◆ GIVEN TASK: Please copy out, unchanged, the part of the data below that opens with the line containing "point: side mirror" and closes with the line containing "column 554, row 351", including both of those lines.

>> begin DATA IN THIS EXERCISE

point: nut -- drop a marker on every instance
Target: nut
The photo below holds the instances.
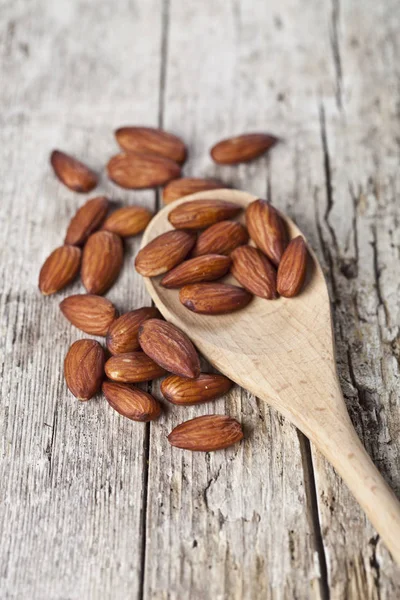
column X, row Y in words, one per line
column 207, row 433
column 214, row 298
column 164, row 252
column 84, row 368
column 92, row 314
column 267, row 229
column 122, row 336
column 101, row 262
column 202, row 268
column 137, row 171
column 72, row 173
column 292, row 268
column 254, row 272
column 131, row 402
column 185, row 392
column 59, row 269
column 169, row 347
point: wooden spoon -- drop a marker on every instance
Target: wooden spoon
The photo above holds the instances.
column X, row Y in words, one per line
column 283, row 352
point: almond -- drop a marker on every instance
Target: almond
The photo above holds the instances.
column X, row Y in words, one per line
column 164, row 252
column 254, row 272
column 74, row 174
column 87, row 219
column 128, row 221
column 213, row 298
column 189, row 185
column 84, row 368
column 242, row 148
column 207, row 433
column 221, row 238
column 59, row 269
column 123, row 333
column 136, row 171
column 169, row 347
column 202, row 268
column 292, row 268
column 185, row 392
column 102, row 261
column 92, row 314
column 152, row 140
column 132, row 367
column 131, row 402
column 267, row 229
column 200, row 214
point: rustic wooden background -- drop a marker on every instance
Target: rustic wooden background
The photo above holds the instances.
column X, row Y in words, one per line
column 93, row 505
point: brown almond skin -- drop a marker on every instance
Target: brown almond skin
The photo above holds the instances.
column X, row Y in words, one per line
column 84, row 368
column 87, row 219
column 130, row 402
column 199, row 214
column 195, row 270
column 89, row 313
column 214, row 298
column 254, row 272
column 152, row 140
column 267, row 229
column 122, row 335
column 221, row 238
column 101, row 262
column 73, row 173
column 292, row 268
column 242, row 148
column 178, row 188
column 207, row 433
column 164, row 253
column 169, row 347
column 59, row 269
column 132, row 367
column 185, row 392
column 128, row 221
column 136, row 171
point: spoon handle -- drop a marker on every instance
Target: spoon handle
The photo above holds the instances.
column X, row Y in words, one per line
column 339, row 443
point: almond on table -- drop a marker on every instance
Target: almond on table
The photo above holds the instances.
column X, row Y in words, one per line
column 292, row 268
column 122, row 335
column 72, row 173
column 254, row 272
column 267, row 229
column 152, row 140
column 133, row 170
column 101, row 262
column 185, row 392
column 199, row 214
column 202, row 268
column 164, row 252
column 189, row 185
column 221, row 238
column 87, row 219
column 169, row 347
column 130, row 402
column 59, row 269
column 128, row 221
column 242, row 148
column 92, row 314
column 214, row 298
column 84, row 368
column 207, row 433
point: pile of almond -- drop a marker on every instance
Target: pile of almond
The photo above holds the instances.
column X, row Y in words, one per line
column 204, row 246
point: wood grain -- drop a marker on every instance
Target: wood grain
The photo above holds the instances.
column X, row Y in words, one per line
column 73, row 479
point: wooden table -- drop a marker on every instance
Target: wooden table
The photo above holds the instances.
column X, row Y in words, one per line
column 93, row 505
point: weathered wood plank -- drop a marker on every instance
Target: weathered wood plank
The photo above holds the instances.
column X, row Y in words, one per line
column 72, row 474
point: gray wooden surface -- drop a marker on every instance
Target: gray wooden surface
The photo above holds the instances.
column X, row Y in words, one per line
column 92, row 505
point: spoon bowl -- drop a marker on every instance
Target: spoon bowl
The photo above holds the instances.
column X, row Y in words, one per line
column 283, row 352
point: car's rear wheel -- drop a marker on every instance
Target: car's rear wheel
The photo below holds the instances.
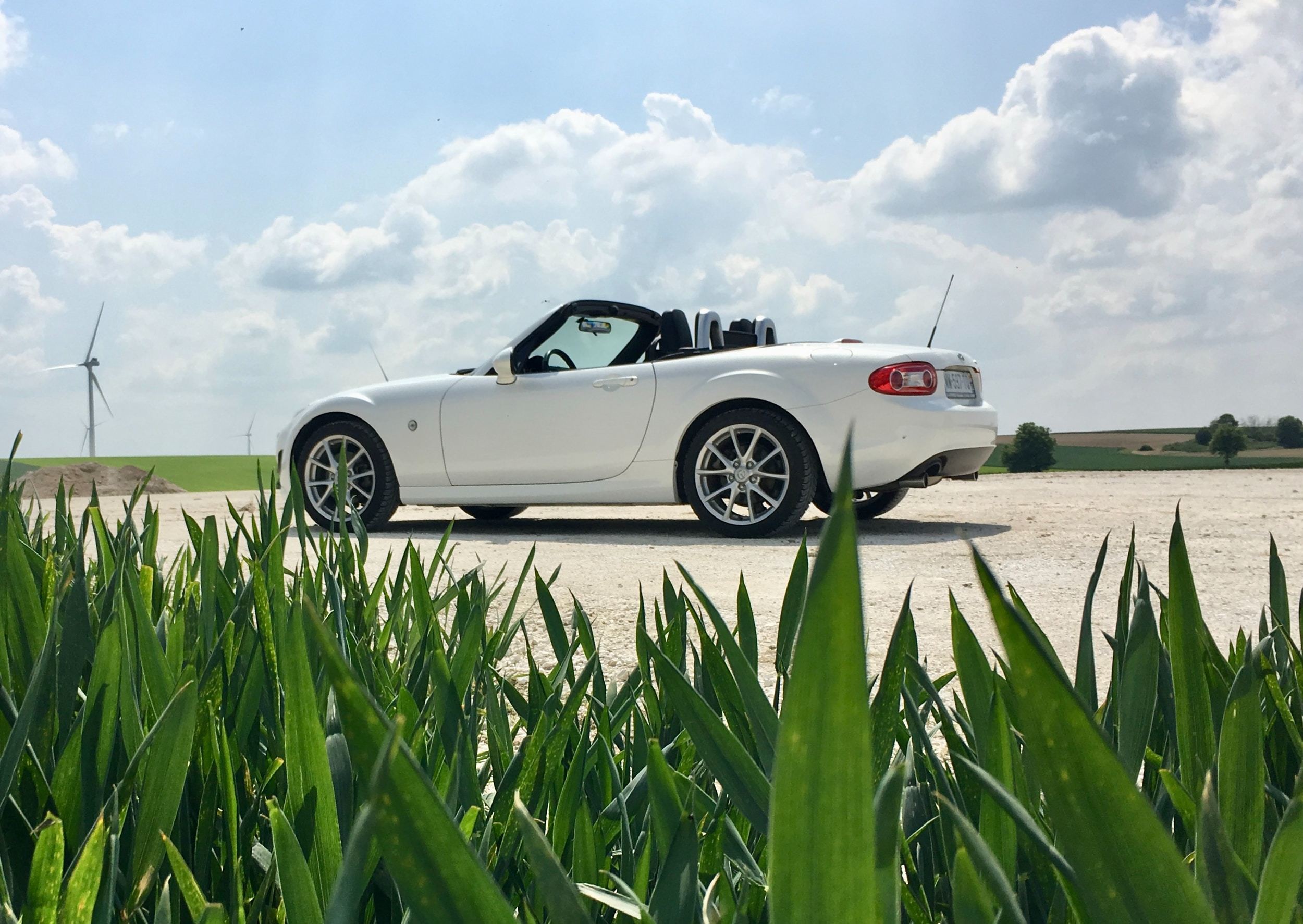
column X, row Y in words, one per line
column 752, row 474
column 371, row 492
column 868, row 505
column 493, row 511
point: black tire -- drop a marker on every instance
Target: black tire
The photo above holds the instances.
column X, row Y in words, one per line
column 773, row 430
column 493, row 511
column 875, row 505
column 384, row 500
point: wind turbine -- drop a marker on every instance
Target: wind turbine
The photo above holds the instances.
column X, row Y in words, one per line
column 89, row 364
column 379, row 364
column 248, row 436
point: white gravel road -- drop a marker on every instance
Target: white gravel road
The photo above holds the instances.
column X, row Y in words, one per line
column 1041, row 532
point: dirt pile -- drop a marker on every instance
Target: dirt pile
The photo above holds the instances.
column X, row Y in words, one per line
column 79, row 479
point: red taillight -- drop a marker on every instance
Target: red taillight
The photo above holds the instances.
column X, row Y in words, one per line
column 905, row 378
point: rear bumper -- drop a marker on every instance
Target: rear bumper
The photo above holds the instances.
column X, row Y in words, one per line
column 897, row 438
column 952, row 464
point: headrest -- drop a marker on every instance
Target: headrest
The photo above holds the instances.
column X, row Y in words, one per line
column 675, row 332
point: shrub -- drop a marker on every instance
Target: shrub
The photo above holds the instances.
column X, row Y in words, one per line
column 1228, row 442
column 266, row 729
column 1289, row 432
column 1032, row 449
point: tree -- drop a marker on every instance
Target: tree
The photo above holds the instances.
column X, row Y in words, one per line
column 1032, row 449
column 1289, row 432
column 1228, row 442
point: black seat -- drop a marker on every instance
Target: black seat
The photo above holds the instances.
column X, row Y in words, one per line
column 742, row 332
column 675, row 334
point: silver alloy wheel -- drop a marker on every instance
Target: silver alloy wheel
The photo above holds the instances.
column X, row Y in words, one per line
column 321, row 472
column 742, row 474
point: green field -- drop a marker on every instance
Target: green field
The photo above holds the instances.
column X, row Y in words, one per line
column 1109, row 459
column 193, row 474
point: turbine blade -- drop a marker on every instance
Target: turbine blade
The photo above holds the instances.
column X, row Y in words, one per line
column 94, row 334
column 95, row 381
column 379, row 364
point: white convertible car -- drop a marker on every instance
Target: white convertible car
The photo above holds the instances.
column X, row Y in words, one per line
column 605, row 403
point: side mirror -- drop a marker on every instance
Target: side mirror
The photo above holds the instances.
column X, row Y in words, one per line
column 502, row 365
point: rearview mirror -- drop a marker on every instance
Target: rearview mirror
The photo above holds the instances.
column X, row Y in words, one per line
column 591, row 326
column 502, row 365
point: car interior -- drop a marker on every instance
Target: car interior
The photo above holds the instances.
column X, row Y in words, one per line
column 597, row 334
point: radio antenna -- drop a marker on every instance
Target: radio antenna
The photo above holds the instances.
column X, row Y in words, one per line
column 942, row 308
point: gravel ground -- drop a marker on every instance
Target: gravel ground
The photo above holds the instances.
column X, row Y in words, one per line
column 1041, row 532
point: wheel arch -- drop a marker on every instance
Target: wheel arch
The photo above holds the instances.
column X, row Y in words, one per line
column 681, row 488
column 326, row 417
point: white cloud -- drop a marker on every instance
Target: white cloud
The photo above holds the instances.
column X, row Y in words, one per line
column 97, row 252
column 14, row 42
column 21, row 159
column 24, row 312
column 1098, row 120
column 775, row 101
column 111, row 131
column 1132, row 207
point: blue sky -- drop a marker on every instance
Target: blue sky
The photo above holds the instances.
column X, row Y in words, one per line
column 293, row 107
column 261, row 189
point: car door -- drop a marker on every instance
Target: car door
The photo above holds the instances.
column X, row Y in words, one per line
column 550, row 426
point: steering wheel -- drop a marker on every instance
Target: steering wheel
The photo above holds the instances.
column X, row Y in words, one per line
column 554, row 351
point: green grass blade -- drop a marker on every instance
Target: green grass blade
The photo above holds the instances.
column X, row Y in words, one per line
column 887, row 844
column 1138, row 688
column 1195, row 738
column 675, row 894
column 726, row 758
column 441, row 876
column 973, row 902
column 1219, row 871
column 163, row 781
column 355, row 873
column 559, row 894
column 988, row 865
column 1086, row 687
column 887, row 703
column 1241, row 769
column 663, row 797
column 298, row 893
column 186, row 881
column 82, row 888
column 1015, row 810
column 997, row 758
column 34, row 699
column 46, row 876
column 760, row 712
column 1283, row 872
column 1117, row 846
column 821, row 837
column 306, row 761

>> end DATA IN THIS EXERCISE

◆ OUTPUT FOR THIS TASK:
point: side mirror -- drop a marker on every instance
Target: side mirror
The photo above holds the instances.
column X, row Y in words, one per line
column 502, row 365
point: rearview mirror -- drop a marker on every instance
Target: rearview mirror
The photo above holds the instances.
column X, row Y in words, one per line
column 591, row 326
column 502, row 365
point: car interior -- drop a marker on every instance
Target: car interior
The photo above holds the instances.
column X, row Y in words, one per line
column 597, row 334
point: radio antenna -- drop a marker on every instance
Target: radio antenna
The photo above holds the instances.
column X, row Y in words, one per line
column 942, row 308
point: gravel ground -- drop a marker on every instance
Target: gravel ground
The photo above holds the instances.
column X, row Y in words, one per line
column 1041, row 532
point: wheel arch -- drop a marker on every instance
Target: wheel arch
The photo above holds the instances.
column X, row Y in words, one per line
column 681, row 488
column 326, row 417
point: white cloud -- drop a marker on every instance
Target: white cloud
The photo above holds the instances.
column X, row Y in words, one per line
column 97, row 252
column 14, row 42
column 21, row 159
column 24, row 312
column 1098, row 120
column 775, row 101
column 111, row 131
column 1132, row 207
point: blue sky -- drop a marker on every instance
Target: blue sky
The photo above holds the instances.
column X, row Y in words, one per line
column 293, row 107
column 261, row 189
point: car door -- drop a marker on every instance
Target: car door
The photo above holds the instances.
column X, row Y in words, one per line
column 550, row 426
point: steering wheel -- drop a marker on every instance
Target: steering wheel
The photo above holds the instances.
column X, row Y in words, one per line
column 554, row 351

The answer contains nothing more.